### Excerpt provided:
^^^^^^^^^^^^^^^^

Question about Sh_2214_Wmunu_maxHTpTV2_CFilterBVeto

rakhi · 8 December 2025 14:10

The metadata for evtgen dataset 700781 reads as follows:
{‘dataset_number’: ‘700781’,
‘physics_short’: ‘Sh_2214_Wmunu_maxHTpTV2_CFilterBVeto’,
‘e_tag’: None,
‘cross_section_pb’: 22935.0,
‘genFiltEff’: 0.1484349,
‘kFactor’: 1.0,
‘nEvents’: 49999391,
‘sumOfWeights’: None,
‘sumOfWeightsSquared’: None,
‘process’: None,
‘generator’: ‘Sherpa’,
‘keywords’: [‘Baseline’, ‘jets’, ‘muon’, ‘nlo’, ‘sm’, ‘w’],
‘description’: ‘Sherpa W+/W- → mu nu + 0,1,2j@NLO + 3,4,5j@LO with c-jet filter taking input from existing unfiltered input file.’,
‘job_path’: ‘Files · master · atlas-physics / pmg / MC Job Options · GitLab,
‘CoMEnergy’: 13600.0,
‘GenEvents’: 373518577,
‘GenTune’: ‘NULL’,
‘PDF’: ‘NULL’,
‘Release’: ‘AthGeneration_23.6.3’,
‘Filters’: ‘HeavyFlavorHadronFilter’,
‘cross_section_uncertainty’: 0.0,
‘hepmc_version’: 2,
‘release’: {‘name’: ‘2025r-evgen-13p6tev’}}
I’m still a little confused as to what this dataset contains because I’m not sure about the abbreviations in the physics_short description (and the job_path python file listed doesn’t help). Is this just W+c, with the c (mesons) decaying muonically, and the genFiltEfficiency taking into account both the c-jet filter efficiency and branching fraction for the c-meson muonic decay? Or am I interpreting this incorrectly?

zmarshal · 9 December 2025 06:09

Hi @rakhi ,

I’ve got some more documentation of the physics shorts in review now, so I hope it’ll be a little better soon. Breaking this one down:

Sh: Sherpa
2214: Sherpa version 2.2.14
Wmunu: W bosons decaying to mu neutrino (it’s the W decay specifically that we’re talking about here)
maxHTpTV2: the sample is biased based on the maximum of the HT and the pT of the vector boson. Biasing means that the unweighted spectrum of events has more high-energy events, so that we have better statistical uncertainties at high energies (high HT / pTV here). That allows us to generate a single sample that has good statistics across the entire spectrum, rather than needing separate samples for measurements interested in the bulk of the cross section and for searches that are interested in tails.

^^^^^^^^^^^^^^^^

[Collection entries]
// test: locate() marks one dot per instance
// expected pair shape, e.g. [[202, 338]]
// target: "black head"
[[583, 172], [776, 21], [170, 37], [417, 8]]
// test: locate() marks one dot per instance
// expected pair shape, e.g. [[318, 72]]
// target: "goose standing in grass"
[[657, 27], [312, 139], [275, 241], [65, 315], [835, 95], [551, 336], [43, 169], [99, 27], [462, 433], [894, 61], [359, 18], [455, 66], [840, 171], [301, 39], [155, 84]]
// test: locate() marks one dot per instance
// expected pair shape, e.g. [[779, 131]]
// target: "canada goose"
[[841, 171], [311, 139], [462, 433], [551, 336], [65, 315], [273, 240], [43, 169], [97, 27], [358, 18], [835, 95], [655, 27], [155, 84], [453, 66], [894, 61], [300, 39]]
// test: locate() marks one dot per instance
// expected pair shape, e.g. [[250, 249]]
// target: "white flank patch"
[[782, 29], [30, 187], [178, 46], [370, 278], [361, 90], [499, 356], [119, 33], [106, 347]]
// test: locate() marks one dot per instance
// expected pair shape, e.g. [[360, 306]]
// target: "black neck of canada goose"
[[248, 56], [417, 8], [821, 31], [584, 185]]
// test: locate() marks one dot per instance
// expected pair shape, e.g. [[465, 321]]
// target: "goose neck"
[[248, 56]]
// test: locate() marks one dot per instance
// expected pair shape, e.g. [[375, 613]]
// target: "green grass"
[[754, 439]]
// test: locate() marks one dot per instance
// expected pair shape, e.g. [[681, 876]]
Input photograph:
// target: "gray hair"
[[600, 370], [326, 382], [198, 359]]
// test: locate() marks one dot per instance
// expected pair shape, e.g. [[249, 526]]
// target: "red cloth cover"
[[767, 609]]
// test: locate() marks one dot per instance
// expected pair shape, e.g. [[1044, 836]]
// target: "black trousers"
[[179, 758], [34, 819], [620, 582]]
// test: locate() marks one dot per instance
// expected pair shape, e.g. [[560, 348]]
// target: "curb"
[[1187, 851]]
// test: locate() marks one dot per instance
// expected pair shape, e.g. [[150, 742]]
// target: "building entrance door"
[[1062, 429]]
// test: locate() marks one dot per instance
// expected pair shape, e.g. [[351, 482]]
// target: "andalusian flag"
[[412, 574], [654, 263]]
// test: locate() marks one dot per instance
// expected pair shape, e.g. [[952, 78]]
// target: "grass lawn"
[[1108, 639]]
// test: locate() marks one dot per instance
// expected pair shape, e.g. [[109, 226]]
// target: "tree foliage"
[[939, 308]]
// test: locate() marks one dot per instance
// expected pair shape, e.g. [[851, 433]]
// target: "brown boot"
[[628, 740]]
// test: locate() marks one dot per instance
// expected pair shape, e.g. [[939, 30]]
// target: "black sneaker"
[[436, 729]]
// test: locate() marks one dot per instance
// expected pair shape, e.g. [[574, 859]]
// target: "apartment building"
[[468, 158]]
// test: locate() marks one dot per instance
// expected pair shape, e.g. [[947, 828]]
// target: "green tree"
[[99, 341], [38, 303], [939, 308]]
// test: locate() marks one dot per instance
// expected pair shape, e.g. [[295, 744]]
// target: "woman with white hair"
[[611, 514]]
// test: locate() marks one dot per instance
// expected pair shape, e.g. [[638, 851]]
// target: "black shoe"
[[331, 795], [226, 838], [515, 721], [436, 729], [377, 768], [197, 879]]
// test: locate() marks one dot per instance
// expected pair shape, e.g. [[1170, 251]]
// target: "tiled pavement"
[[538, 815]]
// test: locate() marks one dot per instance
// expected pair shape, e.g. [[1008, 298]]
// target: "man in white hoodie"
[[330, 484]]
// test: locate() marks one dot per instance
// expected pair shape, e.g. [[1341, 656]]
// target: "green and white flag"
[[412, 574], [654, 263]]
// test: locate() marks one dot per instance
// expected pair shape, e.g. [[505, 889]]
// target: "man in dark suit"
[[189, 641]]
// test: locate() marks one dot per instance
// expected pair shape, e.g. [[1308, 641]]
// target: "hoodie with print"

^^^^^^^^^^^^^^^^

### Set problem:
In the forum thread about dataset 700781, which metadata fields have the value None?

### Result for this task:
e_tag, sumOfWeights, sumOfWeightsSquared, process